Written exercise
Quote the blog post word for word, from "My boyfriend and" up to and including "out of everyone!".

Source document

----

Jessica and I have been bad little bloggers over here. I don’t know why, but we just sort of petered out on co-blogging. We apologize for that. But if you want more of either of us, please check out our other blogs. Jessica can be found at The Domestic Vegan, and I can be found at my new cyber home, The Home Fryes.
We hope you’ll come see us over there, and thanks for reading!!
I don’t think the title of this recipe is nearly long enough. You can’t even tell what kind of ingredients are in this dish! Oh wait a minute, yes, you can.
My boyfriend and I made these the other night, and they were delicious! The recipe is from The Conscious Cook, and this is the first thing I’ve made out of there. Technically, this is in the “salads” section of the book, I think, but you can definitely make a meal out of these. And while there are a LOT of steps involved in making these, they turn out SO pretty and are so delicious, that I definitely felt like it was worth the time and effort. I plan to make them at my next dinner party to impress the hell out of everyone!
Someone posted the recipe here if you want to check it out!
One of my latest pet peeves is when people find out I’m vegan and because I went to a liberal-hippy college in a metropolitan area and now live in that same city, they assume that I’ve always been that way – and that I’ve never even set foot on a farm. It is both one of my pet peeves and something that brings me great joy, actually, because that’s when I get to say: “HEY, I GREW UP ON A DAMN FARM, so maybe you should stop assuming things about me when you have no idea what my story is.”

----

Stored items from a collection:
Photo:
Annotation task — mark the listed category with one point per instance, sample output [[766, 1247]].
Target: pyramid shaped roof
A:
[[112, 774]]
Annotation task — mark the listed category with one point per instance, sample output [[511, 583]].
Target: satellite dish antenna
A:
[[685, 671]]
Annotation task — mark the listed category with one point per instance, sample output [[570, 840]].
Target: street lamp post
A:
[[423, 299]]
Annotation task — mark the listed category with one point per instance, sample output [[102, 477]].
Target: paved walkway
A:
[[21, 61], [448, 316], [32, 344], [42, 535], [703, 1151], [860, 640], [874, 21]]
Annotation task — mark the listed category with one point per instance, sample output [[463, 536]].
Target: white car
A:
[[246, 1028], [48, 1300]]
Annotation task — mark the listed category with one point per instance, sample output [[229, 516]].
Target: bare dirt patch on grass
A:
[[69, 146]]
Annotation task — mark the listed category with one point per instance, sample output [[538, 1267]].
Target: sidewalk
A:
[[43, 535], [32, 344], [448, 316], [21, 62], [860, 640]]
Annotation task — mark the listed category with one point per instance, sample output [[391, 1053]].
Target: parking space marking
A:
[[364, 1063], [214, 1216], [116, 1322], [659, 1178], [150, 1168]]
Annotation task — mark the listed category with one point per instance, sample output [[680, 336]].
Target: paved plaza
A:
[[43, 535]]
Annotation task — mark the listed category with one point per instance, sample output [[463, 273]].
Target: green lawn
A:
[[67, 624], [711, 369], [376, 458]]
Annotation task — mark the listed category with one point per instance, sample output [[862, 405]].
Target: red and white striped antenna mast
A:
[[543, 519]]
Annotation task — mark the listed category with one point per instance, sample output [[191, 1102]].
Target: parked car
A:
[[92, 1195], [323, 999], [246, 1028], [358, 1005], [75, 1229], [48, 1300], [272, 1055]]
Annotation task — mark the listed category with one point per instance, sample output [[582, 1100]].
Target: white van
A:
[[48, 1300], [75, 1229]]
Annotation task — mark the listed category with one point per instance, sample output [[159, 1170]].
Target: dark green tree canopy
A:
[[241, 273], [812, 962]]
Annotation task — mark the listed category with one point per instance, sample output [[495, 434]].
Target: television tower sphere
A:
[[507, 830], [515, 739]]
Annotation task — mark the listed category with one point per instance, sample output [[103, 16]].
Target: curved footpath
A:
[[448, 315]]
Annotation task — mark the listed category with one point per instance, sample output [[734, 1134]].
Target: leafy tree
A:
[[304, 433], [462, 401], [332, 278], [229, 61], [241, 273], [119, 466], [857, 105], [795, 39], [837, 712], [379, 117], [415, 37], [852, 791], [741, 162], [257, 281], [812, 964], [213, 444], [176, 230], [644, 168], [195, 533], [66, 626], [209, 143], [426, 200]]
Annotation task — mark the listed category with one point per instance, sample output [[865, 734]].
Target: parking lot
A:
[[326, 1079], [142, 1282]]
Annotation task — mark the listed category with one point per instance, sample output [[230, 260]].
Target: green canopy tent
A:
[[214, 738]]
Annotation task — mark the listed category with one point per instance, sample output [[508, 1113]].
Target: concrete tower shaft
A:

----

Task output
My boyfriend and I made these the other night, and they were delicious! The recipe is from The Conscious Cook, and this is the first thing I’ve made out of there. Technically, this is in the “salads” section of the book, I think, but you can definitely make a meal out of these. And while there are a LOT of steps involved in making these, they turn out SO pretty and are so delicious, that I definitely felt like it was worth the time and effort. I plan to make them at my next dinner party to impress the hell out of everyone!